=== Given text ===
____________

Given that shift from suppression to subversion, do you think the purpose of claims of voter fraud changed during the Trump era?

Sure. In two books of mine, I argue that the main purpose of voter fraud arguments among Republicans was twofold: one was to fundraise and get the Republican base excited about Democrats stealing elections; the other was to delegitimize Democratic victories as somehow illegitimate.

In 2020, things shifted. The rhetoric is so overheated that I think it provides the basis for millions of people to accept an actual stolen election as payback for the falsely claimed earlier “stolen” election. People are going to be more willing to cheat if they think they’ve been cheated out of their just desserts. And if [you believe] Trump really won, then you might take whatever steps are necessary to assure that he is not cheated the next time — even if that means cheating yourself. That’s really the new danger that this wave of voter fraud claims presents.

So, at the risk of sounding flippant, when it comes to Trump’s claims of voter fraud, we should take them seriously, but not literally?

Well, I would never take them literally because they are false claims. But we should take his undermining of the election process extremely seriously. Words really matter here.

That seems a little tricky. There’s such a wide range of things that have come from Trump-adjacent figures since the election — including very serious real-world proposals, like the Texas voter law, as well as incredibly outlandish claims, like those from Mike Lindell or the “Italygate” conspiracy theory. Do we have to take even those seriously, or is there a way to taxonomize these things to focus on those that are most meaningful in terms of shaping the possibility of election subversion?

I don’t think we should look at any of these things in isolation. You look at “Italygate” and you laugh — how ridiculous to think of Italian satellites being used to change American election results. Or you look at the Trump tweet where he claimed fraud in a bunch of Democratic cities populated by African Americans — like Milwaukee and Philadelphia, [both] Democratic cities in swing states. You take any of these things in isolation and say, “Oh there’s no proof of that, it’s just cheap talk and doesn’t really matter.” But if you look at the sum total of everything, what you see is a denigration in public confidence in the election process.

One of the things I found stunning as I was writing this paper was that in a recent poll, more Republicans than Democrats — 57 percent, compared to 49 percent — believed that election officials in the near future will steal election results. Republicans are more worried about election subversion than Democrats — whereas there’s no indication of any Democrats plotting like Trump was plotting to try to overturn the results of a democratically conducted election.

The cumulative effect of these kinds of claims on what millions of people believe is tremendously damaging. And it’s hard to see how we get out from under this when no amount of facts could make a difference.

Running a clean election is necessary to prevent claims of fraud from going out of control, but it’s apparently not sufficient. That, I think, is something I really miscalculated in thinking about the dangers of 2020 — and I wrote a whole book about the dangers coming in 2020! I thought if we could hold a fair and clean election, there’d be nothing to point to say, “Look at all of this fraud,” and therefore any such claims would evaporate. What I didn’t understand was that you don’t need even a kernel of truth if you’re going to blatantly lie about a stolen election. I mean, we just saw this New York Times report that when Trump-allied lawyers like Sidney Powell were making claims of voting machine irregularities causing problems with vote counts, the Trump campaign already knew that these claims were bogus, and yet they made them anyway. Truth didn’t matter at all.

In your new paper, you write that the “solutions to these problems are both legal and political.” The law alone is not enough?

____________

[Records taken from a dataset]
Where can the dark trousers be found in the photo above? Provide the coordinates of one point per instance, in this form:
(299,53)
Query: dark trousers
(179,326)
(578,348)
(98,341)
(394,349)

____________

=== Work to complete ===
Answer these questions from the interview on voter fraud claims:
(a) In the recent poll the speaker cites, what percentage of Republicans believed election officials in the near future will steal election results?
(b) Which two cities does the speaker name from the Trump tweet claiming fraud?
(c) Which Trump-allied lawyer is named as making claims of voting machine irregularities?
The material has no connection to the interview text.

=== Written solution ===
(a) 57 percent
(b) Milwaukee and Philadelphia
(c) Sidney Powell